*** SOURCE RECORDS ***
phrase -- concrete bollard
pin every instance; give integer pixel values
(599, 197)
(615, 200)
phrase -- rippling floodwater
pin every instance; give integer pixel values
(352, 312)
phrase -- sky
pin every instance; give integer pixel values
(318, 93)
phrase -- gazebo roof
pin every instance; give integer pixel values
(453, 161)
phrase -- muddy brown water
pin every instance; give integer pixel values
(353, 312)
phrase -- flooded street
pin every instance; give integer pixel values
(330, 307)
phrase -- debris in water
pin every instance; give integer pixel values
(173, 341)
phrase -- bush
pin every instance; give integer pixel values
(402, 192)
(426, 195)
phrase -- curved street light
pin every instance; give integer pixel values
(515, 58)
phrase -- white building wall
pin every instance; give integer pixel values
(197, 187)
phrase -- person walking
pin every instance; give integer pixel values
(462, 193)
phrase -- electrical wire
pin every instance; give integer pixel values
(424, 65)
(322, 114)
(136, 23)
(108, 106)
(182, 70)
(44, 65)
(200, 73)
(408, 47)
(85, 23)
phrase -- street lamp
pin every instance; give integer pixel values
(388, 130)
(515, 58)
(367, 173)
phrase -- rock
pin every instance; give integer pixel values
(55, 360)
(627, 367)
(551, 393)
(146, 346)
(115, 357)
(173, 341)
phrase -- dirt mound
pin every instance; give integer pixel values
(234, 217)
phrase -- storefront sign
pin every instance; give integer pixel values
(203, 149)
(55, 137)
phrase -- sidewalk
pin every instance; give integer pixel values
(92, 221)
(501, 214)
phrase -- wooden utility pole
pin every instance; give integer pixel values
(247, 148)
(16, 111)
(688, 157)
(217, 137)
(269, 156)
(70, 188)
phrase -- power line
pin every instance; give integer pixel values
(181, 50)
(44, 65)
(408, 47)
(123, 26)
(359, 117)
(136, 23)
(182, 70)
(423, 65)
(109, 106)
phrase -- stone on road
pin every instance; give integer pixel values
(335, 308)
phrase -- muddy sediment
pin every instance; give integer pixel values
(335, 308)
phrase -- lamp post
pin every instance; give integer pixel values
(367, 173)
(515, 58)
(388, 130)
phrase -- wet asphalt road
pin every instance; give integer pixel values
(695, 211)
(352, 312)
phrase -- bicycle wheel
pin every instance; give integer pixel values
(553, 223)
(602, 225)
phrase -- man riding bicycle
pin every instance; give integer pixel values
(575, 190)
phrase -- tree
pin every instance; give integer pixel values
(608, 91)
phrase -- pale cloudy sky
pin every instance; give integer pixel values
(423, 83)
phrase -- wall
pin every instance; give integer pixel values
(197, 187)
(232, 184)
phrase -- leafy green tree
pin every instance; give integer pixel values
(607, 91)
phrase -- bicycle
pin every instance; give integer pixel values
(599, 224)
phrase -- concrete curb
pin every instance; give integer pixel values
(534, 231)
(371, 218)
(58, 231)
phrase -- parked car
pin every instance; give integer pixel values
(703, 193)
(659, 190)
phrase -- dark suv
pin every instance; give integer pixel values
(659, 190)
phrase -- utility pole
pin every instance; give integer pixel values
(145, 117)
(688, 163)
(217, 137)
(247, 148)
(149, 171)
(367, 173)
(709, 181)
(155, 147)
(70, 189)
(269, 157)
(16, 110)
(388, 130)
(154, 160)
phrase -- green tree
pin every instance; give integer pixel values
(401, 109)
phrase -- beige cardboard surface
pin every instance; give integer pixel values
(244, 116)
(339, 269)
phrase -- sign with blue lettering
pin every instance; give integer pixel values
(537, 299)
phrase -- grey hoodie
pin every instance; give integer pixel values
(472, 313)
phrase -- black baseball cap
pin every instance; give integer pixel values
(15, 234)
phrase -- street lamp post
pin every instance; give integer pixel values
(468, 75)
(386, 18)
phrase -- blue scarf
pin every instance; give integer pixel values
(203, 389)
***
*** SOURCE RECORDS ***
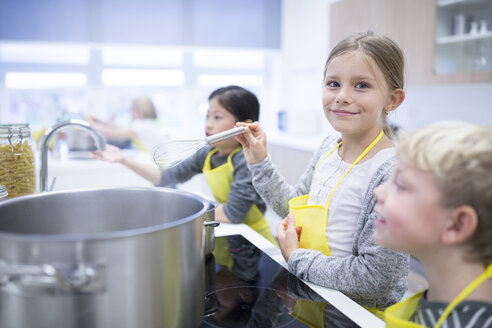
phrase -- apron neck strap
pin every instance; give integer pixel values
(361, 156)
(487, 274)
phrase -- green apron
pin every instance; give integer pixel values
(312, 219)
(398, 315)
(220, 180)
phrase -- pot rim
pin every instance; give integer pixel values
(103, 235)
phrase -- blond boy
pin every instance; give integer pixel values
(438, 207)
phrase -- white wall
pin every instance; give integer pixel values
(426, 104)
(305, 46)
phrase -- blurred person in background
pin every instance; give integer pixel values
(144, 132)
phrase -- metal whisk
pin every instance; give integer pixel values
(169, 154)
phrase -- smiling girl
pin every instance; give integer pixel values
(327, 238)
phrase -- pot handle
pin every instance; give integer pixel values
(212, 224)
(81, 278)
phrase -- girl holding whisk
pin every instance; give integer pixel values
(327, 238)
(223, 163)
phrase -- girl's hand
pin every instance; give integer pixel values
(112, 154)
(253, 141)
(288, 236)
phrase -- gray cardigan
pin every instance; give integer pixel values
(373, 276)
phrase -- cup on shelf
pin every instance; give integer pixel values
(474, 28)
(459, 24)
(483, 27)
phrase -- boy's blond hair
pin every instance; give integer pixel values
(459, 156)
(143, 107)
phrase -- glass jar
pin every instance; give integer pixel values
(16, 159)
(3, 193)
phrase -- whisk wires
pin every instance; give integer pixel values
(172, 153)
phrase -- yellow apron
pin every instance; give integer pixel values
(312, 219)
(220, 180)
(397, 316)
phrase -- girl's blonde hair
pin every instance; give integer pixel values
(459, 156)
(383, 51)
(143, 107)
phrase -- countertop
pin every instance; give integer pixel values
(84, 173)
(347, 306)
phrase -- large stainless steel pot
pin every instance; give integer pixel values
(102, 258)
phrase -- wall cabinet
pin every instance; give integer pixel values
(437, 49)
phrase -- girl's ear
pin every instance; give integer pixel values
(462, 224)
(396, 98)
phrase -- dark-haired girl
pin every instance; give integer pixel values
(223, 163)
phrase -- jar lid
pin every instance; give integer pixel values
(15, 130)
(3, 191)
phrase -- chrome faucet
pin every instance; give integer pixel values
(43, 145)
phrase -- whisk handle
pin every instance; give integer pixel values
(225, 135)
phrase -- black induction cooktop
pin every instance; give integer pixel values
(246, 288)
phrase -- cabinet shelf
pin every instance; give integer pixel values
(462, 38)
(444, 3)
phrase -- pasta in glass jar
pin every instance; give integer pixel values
***
* [GIVEN PROBLEM]
Return every line of the items above that contains the word "pole".

* [ANSWER BELOW]
phrase -- wooden utility pole
phrase -- utility pole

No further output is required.